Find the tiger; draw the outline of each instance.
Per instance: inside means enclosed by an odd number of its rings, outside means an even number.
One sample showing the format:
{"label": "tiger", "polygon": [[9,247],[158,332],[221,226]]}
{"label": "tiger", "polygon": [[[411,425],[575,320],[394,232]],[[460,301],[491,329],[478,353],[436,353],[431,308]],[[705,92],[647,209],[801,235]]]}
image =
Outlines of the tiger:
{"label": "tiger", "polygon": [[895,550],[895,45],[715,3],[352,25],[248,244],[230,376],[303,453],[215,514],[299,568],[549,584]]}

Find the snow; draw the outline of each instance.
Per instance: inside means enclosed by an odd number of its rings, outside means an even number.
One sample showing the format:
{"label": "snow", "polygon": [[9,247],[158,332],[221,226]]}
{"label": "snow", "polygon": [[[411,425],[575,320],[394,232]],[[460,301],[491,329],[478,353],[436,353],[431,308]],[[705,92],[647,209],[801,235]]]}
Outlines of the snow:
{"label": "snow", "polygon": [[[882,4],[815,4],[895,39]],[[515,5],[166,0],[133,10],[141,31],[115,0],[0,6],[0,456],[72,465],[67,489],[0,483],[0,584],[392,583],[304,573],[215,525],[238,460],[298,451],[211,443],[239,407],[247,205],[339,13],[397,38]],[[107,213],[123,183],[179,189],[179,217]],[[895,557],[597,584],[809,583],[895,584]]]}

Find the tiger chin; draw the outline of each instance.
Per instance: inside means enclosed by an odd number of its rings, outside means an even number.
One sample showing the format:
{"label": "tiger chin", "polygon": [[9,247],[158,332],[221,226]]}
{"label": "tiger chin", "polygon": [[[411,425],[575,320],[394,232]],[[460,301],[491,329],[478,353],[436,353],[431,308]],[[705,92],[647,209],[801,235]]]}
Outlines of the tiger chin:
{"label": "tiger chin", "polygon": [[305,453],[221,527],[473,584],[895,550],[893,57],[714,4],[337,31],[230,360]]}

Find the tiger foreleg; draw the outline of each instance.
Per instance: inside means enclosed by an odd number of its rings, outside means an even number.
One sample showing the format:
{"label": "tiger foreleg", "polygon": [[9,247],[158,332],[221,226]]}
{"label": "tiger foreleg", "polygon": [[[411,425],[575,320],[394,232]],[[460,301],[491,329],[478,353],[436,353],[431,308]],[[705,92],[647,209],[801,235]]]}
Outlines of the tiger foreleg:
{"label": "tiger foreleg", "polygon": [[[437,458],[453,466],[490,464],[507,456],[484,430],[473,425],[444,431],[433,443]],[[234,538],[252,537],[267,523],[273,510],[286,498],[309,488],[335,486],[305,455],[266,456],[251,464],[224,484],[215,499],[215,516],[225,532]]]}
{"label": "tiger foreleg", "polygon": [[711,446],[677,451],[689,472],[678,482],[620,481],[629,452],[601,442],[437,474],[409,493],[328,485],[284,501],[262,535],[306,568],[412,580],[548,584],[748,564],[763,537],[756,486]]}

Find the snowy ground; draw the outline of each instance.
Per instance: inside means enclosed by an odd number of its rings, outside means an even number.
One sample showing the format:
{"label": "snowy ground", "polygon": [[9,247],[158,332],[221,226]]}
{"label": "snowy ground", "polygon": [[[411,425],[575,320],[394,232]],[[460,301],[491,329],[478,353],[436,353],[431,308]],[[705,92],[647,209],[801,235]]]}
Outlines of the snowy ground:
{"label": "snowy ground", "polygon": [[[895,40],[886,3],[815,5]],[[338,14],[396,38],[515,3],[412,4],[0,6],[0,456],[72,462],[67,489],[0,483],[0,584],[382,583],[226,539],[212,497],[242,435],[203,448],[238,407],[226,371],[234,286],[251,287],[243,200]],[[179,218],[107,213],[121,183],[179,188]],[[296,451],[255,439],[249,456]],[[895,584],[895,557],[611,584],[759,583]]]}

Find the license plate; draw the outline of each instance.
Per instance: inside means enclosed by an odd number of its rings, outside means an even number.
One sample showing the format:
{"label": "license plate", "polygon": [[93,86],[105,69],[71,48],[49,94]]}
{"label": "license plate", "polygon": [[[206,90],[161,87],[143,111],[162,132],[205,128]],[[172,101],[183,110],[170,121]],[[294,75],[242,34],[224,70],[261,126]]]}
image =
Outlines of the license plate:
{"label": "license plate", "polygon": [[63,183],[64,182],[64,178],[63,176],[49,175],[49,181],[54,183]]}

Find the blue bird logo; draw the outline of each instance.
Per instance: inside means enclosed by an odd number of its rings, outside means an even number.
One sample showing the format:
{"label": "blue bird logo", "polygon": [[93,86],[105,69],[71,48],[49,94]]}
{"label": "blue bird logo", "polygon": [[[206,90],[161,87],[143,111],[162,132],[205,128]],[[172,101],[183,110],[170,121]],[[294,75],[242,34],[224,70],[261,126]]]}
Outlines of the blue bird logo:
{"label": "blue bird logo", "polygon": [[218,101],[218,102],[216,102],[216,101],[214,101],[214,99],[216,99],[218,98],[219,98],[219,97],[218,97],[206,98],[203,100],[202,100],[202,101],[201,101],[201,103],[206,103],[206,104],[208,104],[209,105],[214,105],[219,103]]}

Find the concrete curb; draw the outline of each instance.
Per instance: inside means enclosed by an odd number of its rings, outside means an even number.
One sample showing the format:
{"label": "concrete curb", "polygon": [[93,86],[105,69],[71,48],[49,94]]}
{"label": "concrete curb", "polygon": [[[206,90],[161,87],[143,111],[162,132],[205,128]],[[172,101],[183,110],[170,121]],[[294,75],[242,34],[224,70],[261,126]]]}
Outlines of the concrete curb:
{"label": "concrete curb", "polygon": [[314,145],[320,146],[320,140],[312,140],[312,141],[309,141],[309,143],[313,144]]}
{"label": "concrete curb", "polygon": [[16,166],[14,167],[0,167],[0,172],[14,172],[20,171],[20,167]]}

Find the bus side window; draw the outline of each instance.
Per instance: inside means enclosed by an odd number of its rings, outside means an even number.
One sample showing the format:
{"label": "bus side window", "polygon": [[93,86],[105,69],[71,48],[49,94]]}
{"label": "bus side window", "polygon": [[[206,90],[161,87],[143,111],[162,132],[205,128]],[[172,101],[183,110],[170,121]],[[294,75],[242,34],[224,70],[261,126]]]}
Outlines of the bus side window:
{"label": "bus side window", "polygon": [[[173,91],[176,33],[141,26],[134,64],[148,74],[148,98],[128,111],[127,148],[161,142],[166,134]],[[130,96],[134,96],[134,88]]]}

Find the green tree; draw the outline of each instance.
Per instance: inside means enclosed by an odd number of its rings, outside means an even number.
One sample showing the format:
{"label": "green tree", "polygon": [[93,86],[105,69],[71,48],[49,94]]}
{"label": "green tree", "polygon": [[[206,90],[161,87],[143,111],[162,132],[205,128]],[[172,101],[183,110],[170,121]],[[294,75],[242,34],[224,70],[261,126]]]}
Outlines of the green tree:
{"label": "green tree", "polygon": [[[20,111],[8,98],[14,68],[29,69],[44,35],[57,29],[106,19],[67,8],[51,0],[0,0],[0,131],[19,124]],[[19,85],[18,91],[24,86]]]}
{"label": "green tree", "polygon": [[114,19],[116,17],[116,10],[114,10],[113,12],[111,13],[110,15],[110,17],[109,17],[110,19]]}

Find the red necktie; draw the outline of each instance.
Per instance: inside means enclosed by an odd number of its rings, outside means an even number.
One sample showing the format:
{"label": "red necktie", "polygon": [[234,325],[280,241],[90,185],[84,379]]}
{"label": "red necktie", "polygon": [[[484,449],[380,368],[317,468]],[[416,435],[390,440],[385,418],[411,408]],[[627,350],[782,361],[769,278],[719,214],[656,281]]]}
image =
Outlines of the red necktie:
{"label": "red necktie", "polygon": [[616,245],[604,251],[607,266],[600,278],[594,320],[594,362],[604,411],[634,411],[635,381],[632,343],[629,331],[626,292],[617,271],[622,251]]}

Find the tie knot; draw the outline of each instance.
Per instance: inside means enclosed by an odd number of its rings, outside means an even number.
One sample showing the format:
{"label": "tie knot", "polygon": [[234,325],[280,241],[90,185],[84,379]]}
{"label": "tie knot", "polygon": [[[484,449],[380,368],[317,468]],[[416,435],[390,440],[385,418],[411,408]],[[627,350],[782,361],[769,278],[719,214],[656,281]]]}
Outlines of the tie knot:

• [Work to complete]: Your task is to output exactly the lines running from the one with "Find the tie" through the final line of the material above, with both ends included.

• [Exercise answer]:
Find the tie knot; draw the outline of each instance.
Per instance: inside means enclosed by an odd number of its rings, outside means an even number.
One sample showing the format:
{"label": "tie knot", "polygon": [[234,325],[280,241],[90,185],[84,379]]}
{"label": "tie knot", "polygon": [[[484,449],[380,368],[317,468]],[[416,435],[390,440],[385,418],[411,408]],[[627,350],[782,361],[769,278],[719,214],[656,281]]]}
Outlines of the tie knot:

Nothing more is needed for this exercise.